** Start Data for this exercise **
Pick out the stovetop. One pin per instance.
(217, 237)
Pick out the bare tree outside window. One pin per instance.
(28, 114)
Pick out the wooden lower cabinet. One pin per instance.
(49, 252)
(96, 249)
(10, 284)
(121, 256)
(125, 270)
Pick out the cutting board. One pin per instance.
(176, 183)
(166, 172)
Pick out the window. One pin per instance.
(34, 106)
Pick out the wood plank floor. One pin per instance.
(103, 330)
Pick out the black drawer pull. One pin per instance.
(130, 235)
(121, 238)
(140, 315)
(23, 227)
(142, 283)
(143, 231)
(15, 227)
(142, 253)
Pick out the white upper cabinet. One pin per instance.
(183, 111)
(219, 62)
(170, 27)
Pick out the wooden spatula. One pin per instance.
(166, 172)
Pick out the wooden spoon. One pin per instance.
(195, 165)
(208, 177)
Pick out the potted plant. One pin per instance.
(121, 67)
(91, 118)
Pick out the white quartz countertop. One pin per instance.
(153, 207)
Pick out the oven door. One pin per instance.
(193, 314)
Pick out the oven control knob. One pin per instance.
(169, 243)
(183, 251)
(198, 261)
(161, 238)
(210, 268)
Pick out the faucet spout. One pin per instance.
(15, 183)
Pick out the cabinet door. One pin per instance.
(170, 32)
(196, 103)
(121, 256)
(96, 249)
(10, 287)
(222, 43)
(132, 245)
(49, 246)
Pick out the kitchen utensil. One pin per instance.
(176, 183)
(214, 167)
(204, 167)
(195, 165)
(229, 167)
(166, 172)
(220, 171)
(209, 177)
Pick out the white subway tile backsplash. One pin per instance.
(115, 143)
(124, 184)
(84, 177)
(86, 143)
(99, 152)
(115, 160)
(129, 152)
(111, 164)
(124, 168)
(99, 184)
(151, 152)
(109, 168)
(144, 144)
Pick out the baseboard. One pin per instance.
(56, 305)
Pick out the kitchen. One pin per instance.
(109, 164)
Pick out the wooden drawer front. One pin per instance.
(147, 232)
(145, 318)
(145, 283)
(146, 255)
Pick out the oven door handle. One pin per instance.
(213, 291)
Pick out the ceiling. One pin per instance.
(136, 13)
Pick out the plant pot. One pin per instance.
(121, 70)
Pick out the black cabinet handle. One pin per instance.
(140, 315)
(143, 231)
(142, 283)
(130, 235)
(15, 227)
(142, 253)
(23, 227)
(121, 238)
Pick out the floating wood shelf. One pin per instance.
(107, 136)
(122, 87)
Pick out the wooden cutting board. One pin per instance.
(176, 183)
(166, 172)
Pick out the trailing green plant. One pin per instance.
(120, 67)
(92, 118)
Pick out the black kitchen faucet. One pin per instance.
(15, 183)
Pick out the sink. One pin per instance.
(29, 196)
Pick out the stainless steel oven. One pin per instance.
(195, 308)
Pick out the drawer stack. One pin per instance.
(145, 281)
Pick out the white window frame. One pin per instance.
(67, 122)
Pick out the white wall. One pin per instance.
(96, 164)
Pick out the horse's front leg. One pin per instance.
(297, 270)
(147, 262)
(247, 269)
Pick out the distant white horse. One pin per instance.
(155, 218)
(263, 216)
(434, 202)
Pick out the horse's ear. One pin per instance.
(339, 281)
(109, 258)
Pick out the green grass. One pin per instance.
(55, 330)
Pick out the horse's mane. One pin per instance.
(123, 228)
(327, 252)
** End Data for this exercise **
▸ **What is required**
With both ends included, please retype exactly the lines from the line containing "Pick out the black kitchen" to the final line of the data.

▸ **Solution for this exercise**
Pick out the black kitchen faucet. One pin per instance.
(15, 183)
Pick out the sink. One pin per instance.
(29, 196)
Pick out the stainless steel oven. One pin per instance.
(195, 308)
Pick out the drawer stack. One pin per instance.
(145, 281)
Pick out the white window frame. One pin per instance.
(67, 122)
Pick out the white wall. One pin per instance.
(96, 164)
Pick out the horse's front leg. One pin per instance.
(297, 270)
(147, 262)
(247, 269)
Pick out the distant white horse. One pin per instance.
(155, 218)
(263, 216)
(434, 202)
Pick out the horse's ear. One pin per instance.
(339, 281)
(109, 258)
Pick out the green grass. One pin per instance.
(55, 330)
Pick out the horse's mane. One pin per instance.
(123, 228)
(327, 252)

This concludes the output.